# Work request A
In the comments below, what country does elen suggest people might think about moving to?
# Work request B
Copy the stretch of the comments from "Posted by Randy" through "about moving there!".

# Selected text
══════

Posted by Randy Marsh | February 1, 2007 1:35 PM
On a cost/benefit level, if a Lite Brite can paralyze a major U.S. city, then acquiring weapons grade radioactive materials seems like a real waste of time and funding.
I like the Grossman line about "If these had been explosive devices, they could have caused a lot of damage." If my butt was a thermonuclear device, it could take out a city.
Posted by elen | February 1, 2007 1:57 PM
This country is becoming more of a joke everyday! As much as people make fun of Canada maybe we should all think about moving there!
Posted by Jason | February 1, 2007 2:00 PM
My brain hurts... This whole situation was absolutely ridiculous!!Ah but wait! It all makes perfect sense now... GW must have seen Sadam playing Light Brite with Osama Bin Laden and realized it has batteries and Wires, it must be a WMD! I miss common sense and Habus Corpus....

══════

# Data for review
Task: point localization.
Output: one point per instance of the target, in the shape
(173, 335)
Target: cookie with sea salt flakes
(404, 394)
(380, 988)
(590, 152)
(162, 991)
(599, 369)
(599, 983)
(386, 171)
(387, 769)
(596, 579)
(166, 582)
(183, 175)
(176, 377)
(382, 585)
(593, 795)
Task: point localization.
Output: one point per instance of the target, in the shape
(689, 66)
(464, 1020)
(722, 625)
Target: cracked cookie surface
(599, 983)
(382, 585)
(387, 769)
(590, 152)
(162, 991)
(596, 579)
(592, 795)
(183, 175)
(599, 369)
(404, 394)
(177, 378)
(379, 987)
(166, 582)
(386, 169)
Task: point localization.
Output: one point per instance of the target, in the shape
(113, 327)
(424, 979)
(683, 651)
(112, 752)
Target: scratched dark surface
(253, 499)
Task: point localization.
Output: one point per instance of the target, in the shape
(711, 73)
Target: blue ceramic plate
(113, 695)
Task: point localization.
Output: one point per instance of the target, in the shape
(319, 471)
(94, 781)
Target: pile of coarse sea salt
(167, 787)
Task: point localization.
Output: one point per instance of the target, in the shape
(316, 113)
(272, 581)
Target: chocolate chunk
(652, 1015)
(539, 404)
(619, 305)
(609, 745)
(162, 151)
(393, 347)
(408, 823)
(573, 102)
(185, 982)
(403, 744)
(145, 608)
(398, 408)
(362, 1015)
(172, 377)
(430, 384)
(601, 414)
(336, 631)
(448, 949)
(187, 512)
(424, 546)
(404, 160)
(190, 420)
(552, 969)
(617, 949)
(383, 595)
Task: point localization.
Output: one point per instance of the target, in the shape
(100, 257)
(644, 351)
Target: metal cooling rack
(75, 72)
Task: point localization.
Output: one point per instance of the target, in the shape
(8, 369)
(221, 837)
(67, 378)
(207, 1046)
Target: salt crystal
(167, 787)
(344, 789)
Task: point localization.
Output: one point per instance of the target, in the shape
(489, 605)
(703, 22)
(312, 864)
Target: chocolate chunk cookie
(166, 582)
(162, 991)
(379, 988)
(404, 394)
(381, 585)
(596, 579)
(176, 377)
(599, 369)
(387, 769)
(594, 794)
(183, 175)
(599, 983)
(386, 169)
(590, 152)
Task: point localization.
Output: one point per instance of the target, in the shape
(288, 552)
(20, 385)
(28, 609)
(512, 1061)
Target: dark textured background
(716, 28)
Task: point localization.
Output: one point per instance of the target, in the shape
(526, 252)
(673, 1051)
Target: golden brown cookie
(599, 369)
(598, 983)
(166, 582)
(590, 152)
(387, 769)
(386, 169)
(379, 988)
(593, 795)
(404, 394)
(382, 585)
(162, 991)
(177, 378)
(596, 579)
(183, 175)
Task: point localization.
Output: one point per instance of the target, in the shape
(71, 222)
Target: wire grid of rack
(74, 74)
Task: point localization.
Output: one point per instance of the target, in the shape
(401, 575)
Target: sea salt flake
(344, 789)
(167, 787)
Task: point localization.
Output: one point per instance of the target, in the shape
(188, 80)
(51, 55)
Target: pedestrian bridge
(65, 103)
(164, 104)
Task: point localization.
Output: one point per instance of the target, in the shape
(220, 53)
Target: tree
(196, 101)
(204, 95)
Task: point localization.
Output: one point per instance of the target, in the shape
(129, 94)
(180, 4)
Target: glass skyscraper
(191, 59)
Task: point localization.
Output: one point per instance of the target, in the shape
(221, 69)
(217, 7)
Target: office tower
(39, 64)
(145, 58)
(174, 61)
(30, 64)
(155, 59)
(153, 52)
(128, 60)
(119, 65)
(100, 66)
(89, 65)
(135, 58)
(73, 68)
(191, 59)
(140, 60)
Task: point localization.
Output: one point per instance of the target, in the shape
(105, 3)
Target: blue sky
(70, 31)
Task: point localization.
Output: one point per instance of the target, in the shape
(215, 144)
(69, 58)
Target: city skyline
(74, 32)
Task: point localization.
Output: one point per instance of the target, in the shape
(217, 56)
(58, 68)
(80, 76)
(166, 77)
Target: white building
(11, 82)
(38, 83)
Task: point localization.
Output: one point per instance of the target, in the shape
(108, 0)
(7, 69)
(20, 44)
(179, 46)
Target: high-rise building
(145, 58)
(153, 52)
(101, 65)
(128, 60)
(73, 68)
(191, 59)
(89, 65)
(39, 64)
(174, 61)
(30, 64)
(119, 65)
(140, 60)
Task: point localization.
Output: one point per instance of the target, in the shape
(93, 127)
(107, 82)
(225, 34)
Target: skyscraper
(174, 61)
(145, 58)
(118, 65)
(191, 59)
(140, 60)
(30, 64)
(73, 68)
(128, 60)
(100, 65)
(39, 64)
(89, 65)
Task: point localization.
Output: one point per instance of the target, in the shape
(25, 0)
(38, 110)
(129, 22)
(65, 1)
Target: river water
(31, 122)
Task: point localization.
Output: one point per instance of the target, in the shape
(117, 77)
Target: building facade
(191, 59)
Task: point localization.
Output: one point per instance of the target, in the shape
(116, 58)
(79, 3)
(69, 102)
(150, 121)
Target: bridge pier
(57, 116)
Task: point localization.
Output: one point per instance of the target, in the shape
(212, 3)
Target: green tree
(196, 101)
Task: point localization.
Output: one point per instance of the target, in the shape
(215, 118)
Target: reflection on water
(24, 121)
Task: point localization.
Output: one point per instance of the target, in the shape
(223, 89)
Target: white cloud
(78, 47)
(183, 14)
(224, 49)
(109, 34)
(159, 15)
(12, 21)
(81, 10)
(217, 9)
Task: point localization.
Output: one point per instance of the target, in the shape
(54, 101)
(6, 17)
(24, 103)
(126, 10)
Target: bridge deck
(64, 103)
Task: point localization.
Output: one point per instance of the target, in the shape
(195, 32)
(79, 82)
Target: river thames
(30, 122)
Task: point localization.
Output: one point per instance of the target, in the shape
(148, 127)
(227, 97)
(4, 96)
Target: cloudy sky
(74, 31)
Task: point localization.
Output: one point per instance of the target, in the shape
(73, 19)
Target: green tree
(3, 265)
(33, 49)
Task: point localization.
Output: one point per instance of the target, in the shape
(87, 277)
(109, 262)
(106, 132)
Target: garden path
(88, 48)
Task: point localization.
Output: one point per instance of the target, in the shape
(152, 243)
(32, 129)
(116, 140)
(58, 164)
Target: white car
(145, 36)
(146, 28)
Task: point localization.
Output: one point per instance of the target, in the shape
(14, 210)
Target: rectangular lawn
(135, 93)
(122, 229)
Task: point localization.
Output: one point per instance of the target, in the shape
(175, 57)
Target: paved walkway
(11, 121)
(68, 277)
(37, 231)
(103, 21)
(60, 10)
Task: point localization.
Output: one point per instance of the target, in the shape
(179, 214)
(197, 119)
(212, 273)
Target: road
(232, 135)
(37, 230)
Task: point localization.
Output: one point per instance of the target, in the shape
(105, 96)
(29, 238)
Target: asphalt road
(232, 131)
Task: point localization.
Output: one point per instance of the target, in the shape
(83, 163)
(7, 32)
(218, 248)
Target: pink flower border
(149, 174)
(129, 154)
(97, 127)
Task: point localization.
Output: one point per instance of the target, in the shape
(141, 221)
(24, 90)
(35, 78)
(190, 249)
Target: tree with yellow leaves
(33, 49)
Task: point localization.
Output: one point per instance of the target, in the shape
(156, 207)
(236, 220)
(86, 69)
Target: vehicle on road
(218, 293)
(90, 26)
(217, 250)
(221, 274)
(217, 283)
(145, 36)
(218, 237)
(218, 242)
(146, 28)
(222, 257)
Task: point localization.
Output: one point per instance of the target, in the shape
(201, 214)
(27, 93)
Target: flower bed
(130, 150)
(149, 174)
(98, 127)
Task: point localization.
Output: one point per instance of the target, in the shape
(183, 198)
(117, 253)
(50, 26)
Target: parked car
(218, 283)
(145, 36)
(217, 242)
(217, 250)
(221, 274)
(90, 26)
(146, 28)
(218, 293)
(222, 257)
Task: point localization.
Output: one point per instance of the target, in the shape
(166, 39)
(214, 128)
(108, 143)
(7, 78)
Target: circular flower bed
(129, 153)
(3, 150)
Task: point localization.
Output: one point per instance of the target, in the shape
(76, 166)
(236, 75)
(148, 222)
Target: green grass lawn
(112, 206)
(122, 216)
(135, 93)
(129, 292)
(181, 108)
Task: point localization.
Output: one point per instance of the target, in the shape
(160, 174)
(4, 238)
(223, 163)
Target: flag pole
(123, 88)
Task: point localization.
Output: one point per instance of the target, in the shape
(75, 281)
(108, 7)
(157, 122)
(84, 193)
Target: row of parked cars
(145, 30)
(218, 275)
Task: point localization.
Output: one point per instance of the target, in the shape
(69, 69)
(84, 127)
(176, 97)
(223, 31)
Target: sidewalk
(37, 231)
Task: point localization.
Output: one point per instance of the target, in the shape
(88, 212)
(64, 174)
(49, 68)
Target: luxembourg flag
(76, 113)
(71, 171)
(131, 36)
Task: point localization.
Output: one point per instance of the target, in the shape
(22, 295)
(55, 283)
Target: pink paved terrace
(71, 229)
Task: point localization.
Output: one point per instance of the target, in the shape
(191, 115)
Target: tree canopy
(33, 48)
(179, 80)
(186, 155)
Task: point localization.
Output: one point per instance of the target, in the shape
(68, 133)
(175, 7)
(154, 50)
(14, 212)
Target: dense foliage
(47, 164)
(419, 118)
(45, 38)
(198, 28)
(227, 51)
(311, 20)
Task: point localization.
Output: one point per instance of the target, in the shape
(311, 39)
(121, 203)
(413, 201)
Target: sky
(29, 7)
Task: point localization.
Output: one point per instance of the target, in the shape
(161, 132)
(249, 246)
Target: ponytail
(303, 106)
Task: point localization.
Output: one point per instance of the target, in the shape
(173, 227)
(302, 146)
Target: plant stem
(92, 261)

══════

# Problem solution A
Canada

# Problem solution B
Posted by Randy Marsh | February 1, 2007 1:35 PM
On a cost/benefit level, if a Lite Brite can paralyze a major U.S. city, then acquiring weapons grade radioactive materials seems like a real waste of time and funding.
I like the Grossman line about "If these had been explosive devices, they could have caused a lot of damage." If my butt was a thermonuclear device, it could take out a city.
Posted by elen | February 1, 2007 1:57 PM
This country is becoming more of a joke everyday! As much as people make fun of Canada maybe we should all think about moving there!